[[ INFORMATION SHOWN, beginning ]]

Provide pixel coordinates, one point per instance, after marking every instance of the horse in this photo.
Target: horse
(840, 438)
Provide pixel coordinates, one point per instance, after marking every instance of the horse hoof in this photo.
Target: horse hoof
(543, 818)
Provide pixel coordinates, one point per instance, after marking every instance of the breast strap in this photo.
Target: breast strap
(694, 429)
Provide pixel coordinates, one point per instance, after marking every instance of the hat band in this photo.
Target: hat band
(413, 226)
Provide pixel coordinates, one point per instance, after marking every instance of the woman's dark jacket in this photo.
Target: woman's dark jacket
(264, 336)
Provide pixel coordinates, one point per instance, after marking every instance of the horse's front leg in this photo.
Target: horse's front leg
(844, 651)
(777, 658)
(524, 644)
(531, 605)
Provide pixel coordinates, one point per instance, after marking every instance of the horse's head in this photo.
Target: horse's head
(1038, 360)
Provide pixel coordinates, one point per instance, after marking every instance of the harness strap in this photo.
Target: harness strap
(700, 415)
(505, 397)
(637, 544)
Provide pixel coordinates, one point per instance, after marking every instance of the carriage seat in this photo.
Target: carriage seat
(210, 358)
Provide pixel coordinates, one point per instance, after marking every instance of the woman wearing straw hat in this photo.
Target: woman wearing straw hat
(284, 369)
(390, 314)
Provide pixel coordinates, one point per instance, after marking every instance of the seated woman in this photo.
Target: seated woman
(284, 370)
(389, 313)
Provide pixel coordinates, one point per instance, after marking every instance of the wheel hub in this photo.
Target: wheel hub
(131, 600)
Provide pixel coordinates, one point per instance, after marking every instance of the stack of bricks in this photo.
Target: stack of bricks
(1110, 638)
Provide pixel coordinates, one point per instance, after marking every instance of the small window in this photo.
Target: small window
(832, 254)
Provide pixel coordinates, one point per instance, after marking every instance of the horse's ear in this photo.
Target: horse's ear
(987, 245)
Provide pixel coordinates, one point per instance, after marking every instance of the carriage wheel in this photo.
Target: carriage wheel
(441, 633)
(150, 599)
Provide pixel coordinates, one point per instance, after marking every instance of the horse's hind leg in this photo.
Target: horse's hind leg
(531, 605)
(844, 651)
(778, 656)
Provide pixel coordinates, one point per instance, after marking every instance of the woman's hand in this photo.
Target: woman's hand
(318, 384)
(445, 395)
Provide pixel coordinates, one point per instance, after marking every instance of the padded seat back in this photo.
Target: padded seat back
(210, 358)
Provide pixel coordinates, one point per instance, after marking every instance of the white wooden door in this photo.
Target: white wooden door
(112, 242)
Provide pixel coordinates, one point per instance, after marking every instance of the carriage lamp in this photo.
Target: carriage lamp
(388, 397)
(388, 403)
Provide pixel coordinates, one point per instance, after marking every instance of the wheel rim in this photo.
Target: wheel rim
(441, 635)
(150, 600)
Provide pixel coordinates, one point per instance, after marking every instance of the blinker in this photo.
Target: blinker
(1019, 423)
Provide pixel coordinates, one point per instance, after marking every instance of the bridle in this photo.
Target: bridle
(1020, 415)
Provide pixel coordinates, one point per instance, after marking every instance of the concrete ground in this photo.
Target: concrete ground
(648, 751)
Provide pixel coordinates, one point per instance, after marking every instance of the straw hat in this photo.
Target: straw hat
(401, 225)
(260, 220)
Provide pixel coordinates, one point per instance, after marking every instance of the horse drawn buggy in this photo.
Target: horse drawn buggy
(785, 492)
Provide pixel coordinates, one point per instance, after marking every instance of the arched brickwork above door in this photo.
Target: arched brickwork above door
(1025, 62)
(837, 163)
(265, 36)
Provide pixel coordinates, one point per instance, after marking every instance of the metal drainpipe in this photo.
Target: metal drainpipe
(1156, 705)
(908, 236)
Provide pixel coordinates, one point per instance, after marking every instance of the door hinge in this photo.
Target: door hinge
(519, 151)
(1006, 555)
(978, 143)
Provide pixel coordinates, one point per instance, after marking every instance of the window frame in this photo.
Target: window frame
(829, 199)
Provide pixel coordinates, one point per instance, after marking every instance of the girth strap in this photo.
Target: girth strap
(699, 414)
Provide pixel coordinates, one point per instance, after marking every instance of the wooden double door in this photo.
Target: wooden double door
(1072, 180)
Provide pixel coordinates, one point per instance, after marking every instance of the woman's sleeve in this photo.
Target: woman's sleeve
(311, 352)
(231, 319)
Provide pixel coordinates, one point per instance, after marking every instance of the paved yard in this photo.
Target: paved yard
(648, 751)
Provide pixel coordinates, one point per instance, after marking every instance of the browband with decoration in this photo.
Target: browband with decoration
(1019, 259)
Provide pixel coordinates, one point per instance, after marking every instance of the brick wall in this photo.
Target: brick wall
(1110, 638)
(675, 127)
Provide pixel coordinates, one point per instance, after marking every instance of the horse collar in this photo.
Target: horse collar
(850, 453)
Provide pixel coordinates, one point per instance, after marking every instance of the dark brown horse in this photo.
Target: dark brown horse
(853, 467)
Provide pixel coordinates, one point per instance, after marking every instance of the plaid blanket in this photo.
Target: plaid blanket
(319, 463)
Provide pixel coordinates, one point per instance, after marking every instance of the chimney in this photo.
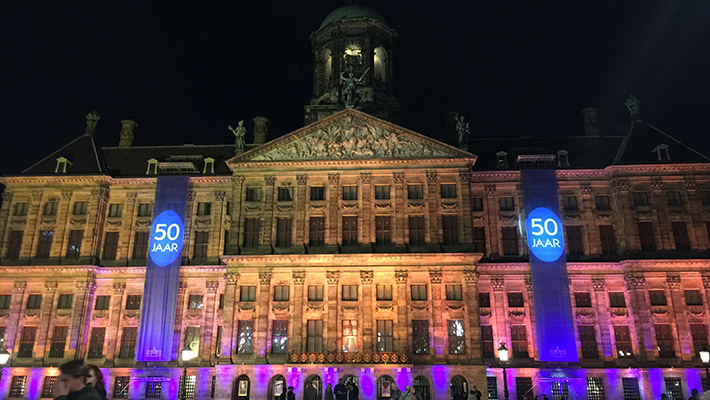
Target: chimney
(589, 120)
(260, 130)
(127, 133)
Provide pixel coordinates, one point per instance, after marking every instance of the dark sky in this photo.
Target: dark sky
(185, 70)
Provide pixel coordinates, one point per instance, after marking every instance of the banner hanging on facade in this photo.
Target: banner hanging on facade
(548, 267)
(162, 277)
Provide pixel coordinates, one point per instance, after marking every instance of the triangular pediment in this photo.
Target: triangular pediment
(351, 135)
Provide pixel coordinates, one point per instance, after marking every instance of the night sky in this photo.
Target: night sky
(185, 70)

[[ INFORMATION SHOWN, end ]]

- _REQUIRED WORK_
Transcribe each line of the material above verbatim, but do not include the images.

- _RESULT BELOW_
Provide pixel coordinates, one point per instance, after marking every instance of the horse in this photo.
Target: horse
(840, 438)
Provide pixel coordinates, one point per instance, after marking every instance of the horse hoof in this photo.
Target: horse hoof
(543, 818)
Provide pixel coordinates, one point per instance, after marking every instance of the breast strap in this photo.
Target: breast strap
(694, 429)
Provide pixel coordinates, one point per instance, after marking every instance of the hat band in this photo.
Target: hat band
(413, 226)
Provide pixel coordinates, one point per instance, after marking every instance of the woman's dark jacket in this photo.
Target: woman's dark jacket
(264, 336)
Provide pixel coordinates, one point per instance, after marking every instance of the horse's front leg in this photo.
Target: horse's front leg
(844, 651)
(777, 658)
(524, 644)
(531, 605)
Provide pixel coordinates, one point per instance, after marking every instance of the horse's head in this photo.
Target: horse's head
(1038, 360)
Provide pixel coordinates, one point per instance, after marking every instance of the harness strap in this photo.
Target: harness strap
(700, 415)
(505, 397)
(637, 544)
Provide pixel coordinates, one point per instance, after marking every instance of the carriage seat in this photo.
Target: carriage seat
(210, 358)
Provide pixel coordinates, one point per instance, after marking every instance of the woman wearing straw hat in this photo.
Target: woman wearing straw hat
(284, 369)
(390, 314)
Provide pixel coordinates, one point per instance, after marking every instance of the seated woman in this photo.
Target: seated woman
(284, 370)
(389, 313)
Provide pixel coordinates, one point per instance, after marking every instance of the wheel hub in this photo.
Target: wheel hub
(131, 600)
Provide pixel coordinates, one point per instance, after marking every instance of the stack of bricks in this photo.
Target: stack of bricks
(1110, 638)
Provide pixel coordinates, one point per instance, after marking every instance of the small window in this photo.
Target: small window
(832, 254)
Provide pixel coordinates, one point per instance, after marking every instance of the horse's ear in this photo.
Target: horse's ear
(987, 245)
Provide pixel coordinates, one point per instance, after marking every instance of the carriage wheel in this photo.
Target: carriage wheel
(441, 633)
(150, 599)
Provide pixel coordinates, one point per instance, after marking every instance of the horse's hind leg in this photo.
Target: horse's hind leg
(531, 605)
(844, 651)
(778, 656)
Provide pixel coordinates, one point per instance, after marking every instance of the woman's hand in this photo.
Target: woman's hand
(318, 384)
(445, 395)
Provide pixel coordinates, one point per instance, after marking every instance of the padded seat back in this photo.
Target: padded seat back
(210, 358)
Provide pixel coordinates, one point per instance, after marking every instance of the white wooden door in this photo.
Target: white wooden door
(112, 242)
Provide pixel coordinates, one point per instance, after marking every instance of the carriage lamp in this photo.
Target: carriage lamp
(388, 397)
(388, 403)
Provide pixel coordinates, one point per instance, after marking every instance of the wheel rim in this photo.
Target: wheel rim
(441, 635)
(150, 600)
Provide pixel coordinates, one point per instance, after marking every instance of the blinker in this photo.
Target: blinker
(1019, 423)
Provide pixel coordinates, one point per instance, after marking every instance of the bridle in this photo.
Target: bridle
(1020, 415)
Provide pixel coordinates, one point per instance, after marking every instance of the concrete ground in this photo.
Target: concrete ground
(648, 751)
Provide pixel coordinates, one point per instance, after marking every instance of the straw hat in this photo.
Target: straw hat
(401, 225)
(260, 220)
Provide pixel coordinates, one point per instance, after marking every instance of the horse drawn buggy in this photo.
Target: horse drawn buggy
(785, 492)
Provide pixel coordinates, one point per instance, after marking every instance of the arched brickwork above door in this photo.
Target: arched brickwork above door
(1025, 62)
(837, 163)
(265, 36)
Provide pixel coordinates, one point per instance, after marking every instance of the metal drainpipe in this photo.
Target: metal drainpipe
(1156, 705)
(908, 236)
Provide pixel coordinates, one point per instance, after marking every instance of the door hinge in this photo.
Target: door hinge
(519, 151)
(1006, 555)
(978, 143)
Provide pixel coordinates, one point per instance, after marking every instance of the window frame in this photo.
Target: window frame
(829, 199)
Provide pixel coordinates, one point per instance, after marking every instance of the girth strap in this photo.
Target: girth strap
(699, 414)
Provide pixel coordinates, one point per instance, after marking every instance of the wooden double door in this photo.
Target: wooden double door
(1072, 180)
Provide pixel coordinates, one point per instance, after marking every instance of the woman's sleeve in this photo.
Target: woman's sleeve
(311, 352)
(231, 319)
Provide pixel coordinates, one point per instance, after marking every instance of the paved yard in this photo.
Target: paved yard
(648, 751)
Provide pixel coordinates, one point per instance, after marking every instance of the browband with decoration in this photo.
Target: browband with decoration
(1019, 259)
Provide pixel coordinates, one point per instance, after marking every instance of the brick wall in this photo.
Target: brick wall
(1110, 638)
(675, 127)
Provide pixel coordinates, one point per instance, after marking every instance of the horse collar in this photo.
Target: horse collar
(850, 453)
Provide pixel coordinates, one point per instance, after marking every instance of the dark brown horse in this photo.
Target: dark brown horse
(853, 467)
Provide pixel coordinates, one point per instance, after marking every instance of the plaid blanket in this photo.
Target: plaid blanket
(319, 463)
Provide pixel coordinates, one point per instance, after marking every instance of the chimney in this photo.
Target: chimney
(589, 120)
(260, 130)
(127, 133)
Provide pixel coordinates, one point per instance, after marking every instance of the dark sky in this photo.
Target: dark sky
(185, 70)
Provide pixel coordinates, one point per instance, after marking every instance of the banner hanging on facade in this photo.
Target: banner hanging on facade
(548, 267)
(162, 277)
Provide pixel coordinates, one point per instance, after marking every instance of the triangular pediment in this photo.
Target: triangular pediment
(351, 135)
Provide pixel coordinates, one point per instance, after marking every instance of the night sky in this photo.
Target: night sky
(185, 70)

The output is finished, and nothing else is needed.